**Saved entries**
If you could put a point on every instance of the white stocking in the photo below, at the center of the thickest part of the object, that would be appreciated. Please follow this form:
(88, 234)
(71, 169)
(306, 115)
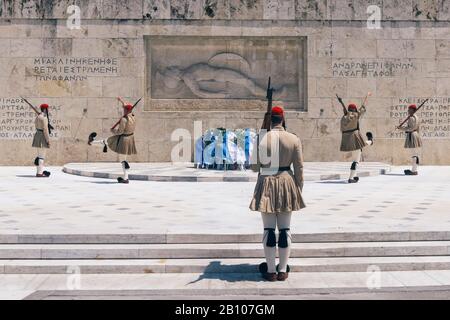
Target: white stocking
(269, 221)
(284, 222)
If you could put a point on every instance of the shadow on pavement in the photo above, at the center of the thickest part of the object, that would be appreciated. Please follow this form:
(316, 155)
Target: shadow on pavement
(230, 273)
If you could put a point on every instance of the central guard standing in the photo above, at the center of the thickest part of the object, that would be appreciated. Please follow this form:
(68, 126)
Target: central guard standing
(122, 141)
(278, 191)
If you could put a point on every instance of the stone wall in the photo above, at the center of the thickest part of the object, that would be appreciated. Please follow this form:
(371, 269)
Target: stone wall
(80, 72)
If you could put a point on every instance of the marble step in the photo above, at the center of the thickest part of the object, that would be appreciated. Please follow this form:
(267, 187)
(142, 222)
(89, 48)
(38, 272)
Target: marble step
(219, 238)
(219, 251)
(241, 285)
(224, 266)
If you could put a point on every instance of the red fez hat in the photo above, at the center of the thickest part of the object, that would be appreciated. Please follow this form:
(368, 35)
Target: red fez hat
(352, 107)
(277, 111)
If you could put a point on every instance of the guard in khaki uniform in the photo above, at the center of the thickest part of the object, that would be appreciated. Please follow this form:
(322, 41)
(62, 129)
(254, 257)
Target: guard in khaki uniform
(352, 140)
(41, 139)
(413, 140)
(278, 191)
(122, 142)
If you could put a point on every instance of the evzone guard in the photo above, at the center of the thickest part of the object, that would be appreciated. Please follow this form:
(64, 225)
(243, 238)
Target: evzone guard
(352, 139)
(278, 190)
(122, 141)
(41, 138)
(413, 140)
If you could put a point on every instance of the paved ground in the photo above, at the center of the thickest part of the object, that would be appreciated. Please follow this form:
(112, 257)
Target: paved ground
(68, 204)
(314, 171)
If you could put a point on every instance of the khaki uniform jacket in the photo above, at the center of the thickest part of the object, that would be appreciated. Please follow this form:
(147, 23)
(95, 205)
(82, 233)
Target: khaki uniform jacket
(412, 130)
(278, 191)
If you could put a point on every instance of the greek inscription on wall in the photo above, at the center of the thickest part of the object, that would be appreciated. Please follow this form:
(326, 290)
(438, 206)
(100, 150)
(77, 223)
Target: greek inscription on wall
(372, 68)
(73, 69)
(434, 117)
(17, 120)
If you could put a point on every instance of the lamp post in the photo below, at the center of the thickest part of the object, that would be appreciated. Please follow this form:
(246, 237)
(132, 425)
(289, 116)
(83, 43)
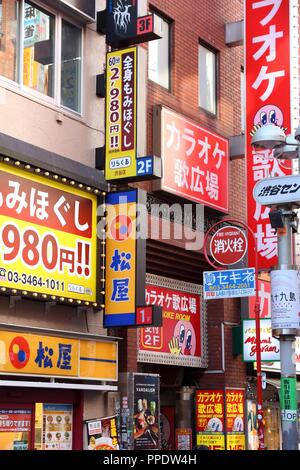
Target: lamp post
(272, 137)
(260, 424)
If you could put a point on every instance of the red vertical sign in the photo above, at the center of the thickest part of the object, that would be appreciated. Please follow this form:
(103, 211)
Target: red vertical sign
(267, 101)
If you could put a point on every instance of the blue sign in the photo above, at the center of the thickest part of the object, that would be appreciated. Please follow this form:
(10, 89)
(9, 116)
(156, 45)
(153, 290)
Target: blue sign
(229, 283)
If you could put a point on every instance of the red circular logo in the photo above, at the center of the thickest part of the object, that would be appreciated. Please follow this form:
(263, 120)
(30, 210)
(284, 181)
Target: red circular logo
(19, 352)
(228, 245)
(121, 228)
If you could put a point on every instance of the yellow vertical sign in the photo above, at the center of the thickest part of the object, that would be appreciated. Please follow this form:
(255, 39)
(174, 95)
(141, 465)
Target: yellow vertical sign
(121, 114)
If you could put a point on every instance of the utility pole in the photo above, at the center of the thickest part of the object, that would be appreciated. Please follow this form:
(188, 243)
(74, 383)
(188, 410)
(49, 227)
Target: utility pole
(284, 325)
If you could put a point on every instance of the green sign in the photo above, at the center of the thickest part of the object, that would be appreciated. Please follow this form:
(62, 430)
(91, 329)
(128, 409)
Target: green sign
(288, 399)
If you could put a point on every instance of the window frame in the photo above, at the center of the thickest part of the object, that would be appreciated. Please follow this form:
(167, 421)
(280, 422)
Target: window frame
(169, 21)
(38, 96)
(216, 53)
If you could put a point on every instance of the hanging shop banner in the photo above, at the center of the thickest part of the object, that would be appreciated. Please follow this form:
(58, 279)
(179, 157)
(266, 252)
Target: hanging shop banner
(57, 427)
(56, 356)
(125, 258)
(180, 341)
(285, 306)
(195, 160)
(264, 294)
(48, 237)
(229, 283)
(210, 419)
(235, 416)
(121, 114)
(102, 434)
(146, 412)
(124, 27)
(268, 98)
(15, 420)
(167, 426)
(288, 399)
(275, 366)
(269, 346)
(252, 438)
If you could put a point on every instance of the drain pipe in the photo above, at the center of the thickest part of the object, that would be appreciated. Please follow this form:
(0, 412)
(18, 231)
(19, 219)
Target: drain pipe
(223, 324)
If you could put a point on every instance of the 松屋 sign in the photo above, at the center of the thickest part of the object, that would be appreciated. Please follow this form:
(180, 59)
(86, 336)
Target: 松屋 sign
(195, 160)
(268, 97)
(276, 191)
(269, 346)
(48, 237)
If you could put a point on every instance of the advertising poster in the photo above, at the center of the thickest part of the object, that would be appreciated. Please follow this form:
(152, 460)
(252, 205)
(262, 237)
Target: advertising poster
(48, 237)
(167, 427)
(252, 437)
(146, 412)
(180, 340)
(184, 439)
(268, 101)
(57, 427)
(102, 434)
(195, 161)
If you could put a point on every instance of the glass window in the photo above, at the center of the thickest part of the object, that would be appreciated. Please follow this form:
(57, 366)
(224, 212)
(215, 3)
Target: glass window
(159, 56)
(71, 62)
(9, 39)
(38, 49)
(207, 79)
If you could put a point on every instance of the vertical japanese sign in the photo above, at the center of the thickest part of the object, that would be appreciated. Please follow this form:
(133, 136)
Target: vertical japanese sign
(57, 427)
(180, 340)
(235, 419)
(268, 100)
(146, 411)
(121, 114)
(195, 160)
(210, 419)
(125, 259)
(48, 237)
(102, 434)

**EXERCISE OBJECTIVE**
In the records above, find the lines containing "below" and copy them.

**ANSWER SECTION**
If you could put a point on every instance of the white stocking in the photo below, at the center of the thickest part of the object, that would be appreciated. Please follow this form:
If you could put a point on every instance of the lamp post in the photo below, at the center of the thickest part of the object, that would be appreciated. Please follow this form:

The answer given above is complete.